* **Task goal**
Send back every record word for word, with nothing missing.

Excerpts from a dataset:
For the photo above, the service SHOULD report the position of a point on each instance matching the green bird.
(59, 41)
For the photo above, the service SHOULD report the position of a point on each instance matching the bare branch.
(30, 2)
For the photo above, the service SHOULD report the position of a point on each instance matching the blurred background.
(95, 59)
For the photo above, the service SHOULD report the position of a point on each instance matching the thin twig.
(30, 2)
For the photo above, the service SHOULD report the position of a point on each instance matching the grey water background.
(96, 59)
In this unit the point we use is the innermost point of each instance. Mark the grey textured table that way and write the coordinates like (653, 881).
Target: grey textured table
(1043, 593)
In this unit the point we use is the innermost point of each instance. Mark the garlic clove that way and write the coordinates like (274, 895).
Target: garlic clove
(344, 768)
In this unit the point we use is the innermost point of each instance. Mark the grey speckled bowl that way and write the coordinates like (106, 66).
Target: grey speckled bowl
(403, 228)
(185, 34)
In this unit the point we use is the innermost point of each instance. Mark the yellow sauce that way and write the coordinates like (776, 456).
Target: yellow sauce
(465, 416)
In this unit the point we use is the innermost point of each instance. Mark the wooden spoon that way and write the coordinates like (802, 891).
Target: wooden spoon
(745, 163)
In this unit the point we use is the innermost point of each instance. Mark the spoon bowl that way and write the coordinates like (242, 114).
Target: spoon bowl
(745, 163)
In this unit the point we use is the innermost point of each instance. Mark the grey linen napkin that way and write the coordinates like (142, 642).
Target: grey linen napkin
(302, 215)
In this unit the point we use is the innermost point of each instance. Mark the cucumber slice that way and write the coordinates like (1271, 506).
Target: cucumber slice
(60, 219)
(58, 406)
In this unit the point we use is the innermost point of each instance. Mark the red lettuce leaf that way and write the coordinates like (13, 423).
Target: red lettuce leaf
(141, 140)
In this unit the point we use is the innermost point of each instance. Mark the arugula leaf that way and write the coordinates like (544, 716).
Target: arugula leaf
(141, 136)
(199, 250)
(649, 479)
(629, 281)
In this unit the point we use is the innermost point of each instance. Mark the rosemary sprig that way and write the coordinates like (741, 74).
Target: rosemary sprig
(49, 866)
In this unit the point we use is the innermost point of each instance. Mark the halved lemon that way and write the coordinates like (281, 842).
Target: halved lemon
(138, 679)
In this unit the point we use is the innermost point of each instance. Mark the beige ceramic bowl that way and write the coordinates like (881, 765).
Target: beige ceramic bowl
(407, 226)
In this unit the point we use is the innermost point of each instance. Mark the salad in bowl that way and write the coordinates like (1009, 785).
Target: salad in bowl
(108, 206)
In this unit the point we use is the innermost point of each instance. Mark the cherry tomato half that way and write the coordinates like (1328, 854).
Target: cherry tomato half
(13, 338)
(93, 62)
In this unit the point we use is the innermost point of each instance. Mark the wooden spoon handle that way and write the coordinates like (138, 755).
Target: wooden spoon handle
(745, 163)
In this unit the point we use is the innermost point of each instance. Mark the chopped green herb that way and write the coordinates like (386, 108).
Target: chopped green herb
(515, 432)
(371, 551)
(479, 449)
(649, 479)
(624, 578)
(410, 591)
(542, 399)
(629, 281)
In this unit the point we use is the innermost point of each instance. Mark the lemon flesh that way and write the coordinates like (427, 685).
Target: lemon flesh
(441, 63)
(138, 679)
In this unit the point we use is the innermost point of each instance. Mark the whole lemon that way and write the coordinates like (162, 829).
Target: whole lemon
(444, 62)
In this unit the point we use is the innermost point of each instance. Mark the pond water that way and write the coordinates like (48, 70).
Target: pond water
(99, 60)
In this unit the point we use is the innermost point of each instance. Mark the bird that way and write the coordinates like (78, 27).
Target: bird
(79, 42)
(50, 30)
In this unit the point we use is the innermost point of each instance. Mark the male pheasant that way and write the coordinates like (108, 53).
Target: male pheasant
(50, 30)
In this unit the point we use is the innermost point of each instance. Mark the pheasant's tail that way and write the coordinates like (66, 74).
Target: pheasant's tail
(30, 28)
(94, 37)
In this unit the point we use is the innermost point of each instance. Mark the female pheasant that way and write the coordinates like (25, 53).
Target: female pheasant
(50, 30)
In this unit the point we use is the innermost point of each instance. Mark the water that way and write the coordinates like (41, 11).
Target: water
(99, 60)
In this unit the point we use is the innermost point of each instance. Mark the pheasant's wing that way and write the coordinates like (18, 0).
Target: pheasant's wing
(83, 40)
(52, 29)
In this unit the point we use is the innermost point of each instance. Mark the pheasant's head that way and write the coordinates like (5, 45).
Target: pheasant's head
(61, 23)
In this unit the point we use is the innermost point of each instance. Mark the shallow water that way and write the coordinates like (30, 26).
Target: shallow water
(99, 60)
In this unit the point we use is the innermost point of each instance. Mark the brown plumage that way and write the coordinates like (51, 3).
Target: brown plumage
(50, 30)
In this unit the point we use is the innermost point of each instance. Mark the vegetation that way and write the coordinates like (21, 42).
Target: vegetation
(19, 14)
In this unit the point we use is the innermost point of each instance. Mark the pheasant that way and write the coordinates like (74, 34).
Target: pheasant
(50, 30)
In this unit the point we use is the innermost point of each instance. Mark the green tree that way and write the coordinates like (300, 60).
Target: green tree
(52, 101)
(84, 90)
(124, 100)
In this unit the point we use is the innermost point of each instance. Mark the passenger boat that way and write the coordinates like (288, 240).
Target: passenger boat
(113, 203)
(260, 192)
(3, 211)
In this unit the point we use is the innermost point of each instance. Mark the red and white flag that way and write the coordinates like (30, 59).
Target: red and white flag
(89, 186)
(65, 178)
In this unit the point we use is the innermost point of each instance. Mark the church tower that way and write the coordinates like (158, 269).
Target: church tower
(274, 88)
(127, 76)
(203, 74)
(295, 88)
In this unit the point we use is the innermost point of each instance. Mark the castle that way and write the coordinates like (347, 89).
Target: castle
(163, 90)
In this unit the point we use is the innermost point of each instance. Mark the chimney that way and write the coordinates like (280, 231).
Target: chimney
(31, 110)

* **Solved exercise**
For the photo above, the service SHOULD report the position of a point on each instance matching the green bird.
(59, 41)
For the photo above, the service SHOULD report the position of a point on each instance matching the bare branch.
(30, 2)
For the photo above, the service SHOULD report the position of a point on each instance matching the blurred background.
(95, 59)
For the photo above, the service SHOULD report the position of a point on each instance matching the thin twig.
(30, 2)
For the photo above, the service SHOULD report the position of a point on each instance matching the grey water background.
(96, 59)
In this unit the point we use is the innermost point of each instance. Mark the grey textured table that way and write the coordinates like (653, 881).
Target: grey textured table
(1043, 593)
In this unit the point we use is the innermost point of each instance. Mark the garlic clove that way and write the coordinates like (274, 895).
Target: garlic clove
(344, 768)
In this unit the point we use is the innermost point of each instance. Mark the grey speckled bowl that way and write the coordinates like (106, 66).
Target: grey speckled bowl
(403, 228)
(185, 34)
In this unit the point we use is the innermost point of each instance. Mark the yellow sauce that way and write the coordinates like (776, 456).
Target: yellow sauce
(465, 416)
In this unit the point we use is the innermost point of each instance. Mark the wooden spoon that way and write the coordinates like (802, 891).
Target: wooden spoon
(745, 163)
In this unit the point we use is the innermost point of each instance. Mark the spoon bowl that way and write the coordinates like (242, 114).
Target: spoon bowl
(745, 163)
In this unit the point we use is the innermost point of each instance. Mark the grey linen napkin that way and write the coordinates like (142, 642).
Target: grey linen napkin
(302, 215)
In this unit the point we use is the innermost point of each instance. Mark the cucumber slice that way and write the coordinates like (1271, 506).
Target: cucumber slice
(60, 219)
(58, 406)
In this unit the point we use is the innermost point of each instance. Mark the red lettuce leaf that way and write the coordinates like (13, 423).
Target: red lettuce leaf
(141, 140)
In this unit the point we use is the innermost point of each instance. Mark the arugula leaf that way and write the coordinates like (544, 716).
Target: arugula leaf
(141, 136)
(199, 250)
(649, 479)
(629, 281)
In this unit the point we use is the innermost point of each instance. Mark the rosemary sprig that way and write the coordinates like (741, 74).
Target: rosemary sprig
(49, 866)
In this unit the point we use is the innermost point of each instance. Mark the halved lemon that way and write the coordinates like (281, 842).
Target: halved lemon
(138, 679)
In this unit the point we use is the innermost point of each instance. Mark the beige ceramic bowl that way and write the coordinates like (881, 765).
Target: beige ceramic bowl
(407, 226)
In this unit the point we use is the innermost point of each instance. Mark the salad in bowl that way and write the coordinates like (1009, 785).
Target: salad in bowl
(108, 206)
In this unit the point we use is the innermost point of each instance. Mark the cherry tomato half that way and write the coordinates like (1328, 854).
Target: cherry tomato half
(13, 338)
(93, 62)
In this unit the point we use is the innermost point of each instance. Mark the wooden spoon handle that way and write the coordinates like (138, 755).
Target: wooden spoon handle
(745, 163)
In this unit the point we use is the innermost point of each instance. Mark the chopped green herb that way and write the coordinates like (386, 108).
Target: chopped green herb
(515, 432)
(371, 551)
(479, 449)
(649, 479)
(624, 578)
(410, 591)
(542, 399)
(629, 281)
In this unit the point we use is the innermost point of each instance. Mark the lemon flesh that way and write the coordinates like (427, 685).
Target: lemon flesh
(441, 63)
(138, 679)
In this unit the point we use is the innermost point of each instance. Mark the whole lemon that way and write the coordinates like (162, 829).
Target: whole lemon
(444, 62)
In this unit the point we use is the innermost point of each instance. Mark the pond water that way and write the coordinates like (48, 70).
Target: pond water
(99, 60)
In this unit the point we use is the innermost point of each instance. Mark the bird that way and write the coordinates like (78, 27).
Target: bird
(79, 42)
(50, 30)
In this unit the point we use is the innermost point of each instance. Mark the male pheasant that way and write the coordinates like (108, 53).
Target: male pheasant
(50, 30)
In this unit the point we use is the innermost point of each instance. Mark the pheasant's tail that way and write the coordinates like (66, 74).
Target: pheasant's tail
(30, 28)
(94, 37)
In this unit the point we use is the innermost point of each instance. Mark the female pheasant that way and write the coordinates like (25, 53).
Target: female pheasant
(50, 30)
In this unit the point we use is the innermost point of each instance. Mark the water that way and write the coordinates like (41, 11).
Target: water
(99, 60)
In this unit the point we use is the innermost point of each instance. Mark the pheasant's wing that way and write the coordinates like (18, 0).
Target: pheasant's wing
(83, 40)
(52, 29)
In this unit the point we use is the innermost point of each instance. Mark the pheasant's head that way and write the coordinates like (5, 45).
Target: pheasant's head
(61, 23)
In this unit the point we use is the innermost point of each instance. Mark the shallow water that way and write the coordinates like (30, 26).
Target: shallow water
(99, 60)
In this unit the point we use is the innermost point of each instance. Mark the brown plumage that way and write the coordinates like (51, 3).
Target: brown plumage
(50, 30)
In this unit the point we use is the innermost point of each instance. Mark the vegetation that way and write the coordinates like (21, 42).
Target: vegetation
(19, 14)
In this unit the point we use is the innermost point of each instance. Mark the pheasant that way and write the coordinates like (74, 34).
Target: pheasant
(50, 30)
In this unit the point we use is the innermost point of each instance. Mark the green tree that way and write the coordinates like (300, 60).
Target: green tree
(52, 101)
(84, 90)
(124, 100)
In this unit the point we use is the innermost point of each instance. Mark the passenger boat that way and write the coordinates like (288, 240).
Target: passenger boat
(113, 203)
(260, 192)
(3, 211)
In this unit the point we use is the innermost point of each instance. Mark the red and white flag that way and write the coordinates like (30, 59).
Target: red and white flag
(89, 186)
(65, 178)
In this unit the point we use is the innermost point of each instance. Mark the church tower that way and write the coordinates like (158, 269).
Target: church tower
(274, 88)
(127, 76)
(203, 74)
(295, 88)
In this unit the point we use is the innermost point of each instance. Mark the castle that way and write the coordinates like (347, 89).
Target: castle
(163, 90)
In this unit the point we use is the innermost point of each instance. Mark the chimney that way and write the coordinates like (280, 231).
Target: chimney
(31, 110)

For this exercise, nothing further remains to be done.